## WRITTEN TASK
Copy each of the following rows line for line, without altering a single character.

## PROVIDED DATA

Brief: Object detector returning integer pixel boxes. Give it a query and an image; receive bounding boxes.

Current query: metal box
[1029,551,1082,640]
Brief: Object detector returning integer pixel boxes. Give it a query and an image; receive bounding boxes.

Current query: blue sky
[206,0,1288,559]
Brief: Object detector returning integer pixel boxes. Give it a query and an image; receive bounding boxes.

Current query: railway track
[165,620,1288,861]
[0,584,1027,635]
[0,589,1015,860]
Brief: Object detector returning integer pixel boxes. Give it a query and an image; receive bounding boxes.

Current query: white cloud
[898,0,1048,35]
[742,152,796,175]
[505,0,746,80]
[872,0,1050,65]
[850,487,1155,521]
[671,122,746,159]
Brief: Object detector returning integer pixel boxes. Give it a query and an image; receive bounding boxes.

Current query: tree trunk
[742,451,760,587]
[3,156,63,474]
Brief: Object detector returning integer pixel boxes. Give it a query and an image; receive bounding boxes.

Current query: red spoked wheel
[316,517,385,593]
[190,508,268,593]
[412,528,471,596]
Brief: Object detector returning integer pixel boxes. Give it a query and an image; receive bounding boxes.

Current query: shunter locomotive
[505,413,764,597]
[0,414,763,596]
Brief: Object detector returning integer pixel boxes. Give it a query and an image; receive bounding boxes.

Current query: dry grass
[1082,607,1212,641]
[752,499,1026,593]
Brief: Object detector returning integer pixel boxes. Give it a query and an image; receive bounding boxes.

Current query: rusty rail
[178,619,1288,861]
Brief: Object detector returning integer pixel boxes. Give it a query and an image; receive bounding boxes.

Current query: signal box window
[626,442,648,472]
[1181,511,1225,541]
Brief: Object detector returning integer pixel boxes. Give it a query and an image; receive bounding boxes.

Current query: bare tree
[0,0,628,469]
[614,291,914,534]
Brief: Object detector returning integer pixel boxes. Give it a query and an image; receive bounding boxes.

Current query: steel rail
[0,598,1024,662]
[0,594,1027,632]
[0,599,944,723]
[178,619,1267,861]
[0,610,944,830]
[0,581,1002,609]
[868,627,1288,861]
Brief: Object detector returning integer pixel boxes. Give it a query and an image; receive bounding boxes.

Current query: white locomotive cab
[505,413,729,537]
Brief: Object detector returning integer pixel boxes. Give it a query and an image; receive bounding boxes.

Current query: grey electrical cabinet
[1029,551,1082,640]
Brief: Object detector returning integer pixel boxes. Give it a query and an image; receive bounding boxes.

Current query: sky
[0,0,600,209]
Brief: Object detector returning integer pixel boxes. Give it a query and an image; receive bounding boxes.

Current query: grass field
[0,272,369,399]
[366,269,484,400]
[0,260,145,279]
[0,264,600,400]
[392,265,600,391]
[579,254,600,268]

## FINISHED EXERCISE
Brief: Object detector returning integer pixel boxes. Give it a query and an image; receive bounding boxes.

Current query: metal box
[1029,551,1082,640]
Brief: Object detector returning integer pixel boxes. Give it a query and an image; receive bounding boxes.

Current query: blue sky
[206,0,1288,559]
Brief: Object detector returning integer pixel boxes. Give it a query and an image; receive bounding boxes.

Current query: railway track
[165,620,1288,861]
[0,584,1027,635]
[0,589,1015,860]
Brief: Object detector returning integer pixel boxes. Give it a query and an image; receive bounding boxes.

Current query: white cloud
[898,0,1048,35]
[742,152,796,175]
[505,0,746,80]
[872,0,1050,65]
[850,487,1155,521]
[671,122,746,159]
Brief: Object detector returning integer pixel boxes. Give it a query and an image; receive bounding boxes.

Current query: tree trunk
[742,451,760,587]
[3,156,63,474]
Brief: Object detector returning integer pixel boxes. Give it a query and an image; receive bounding boxes.

Current query: red spoked wheel
[316,517,385,593]
[190,508,268,593]
[412,528,471,596]
Brief: Object detector returning integer pixel boxes. Give it a query and an image; receive bounding boxes.

Current query: shunter locomotive
[505,413,764,597]
[0,414,763,596]
Brief: Object detector returning integer pixel boxes. Give it a query and an image; receive bounding boxes.

Current query: dry grass
[1082,607,1212,641]
[752,499,1026,593]
Brief: Object detector returning integer pixel boxes. Give it a query and an image; receive bounding boxes.

Current query: rusty rail
[178,619,1288,861]
Brief: Object detector returning integer pixel boxes. Give it a query and an image; receive bounding boxes.

Current query: signal box window
[626,442,648,472]
[1181,511,1225,541]
Brief: Object detector returning integer pixel boxes. Give it a query and an image; receive bounding boxes.

Current query: bare tree
[0,0,628,469]
[614,291,914,534]
Brief: Object detector returning integer pixel boxes. Give it a query and an image; receive bounding boxes.

Current query: steel rail
[0,598,1024,662]
[0,594,1027,632]
[0,599,944,723]
[178,619,1267,861]
[0,610,944,830]
[0,581,1002,609]
[868,627,1288,861]
Brief: Object detector returning integer pixel boxes. Give it a query and an image; receive bounding boxes.

Current query: white locomotive cab
[505,413,729,537]
Brief: Object detector returning integer pixel boxes. Give it a query and an image; receive bounding boxes.

Current query: grey electrical cabinet
[1029,551,1082,640]
Brief: Object detector returning integer pixel boxes. Give it a query and an image; receive bounding boxes.

Current query: sky
[0,0,600,209]
Brief: Object detector returning integer pixel boxes. Give it a query and an image; receive bounding boxes.

Current query: grass field
[0,272,369,399]
[366,269,484,400]
[0,260,145,279]
[0,264,600,400]
[392,265,600,391]
[579,254,600,268]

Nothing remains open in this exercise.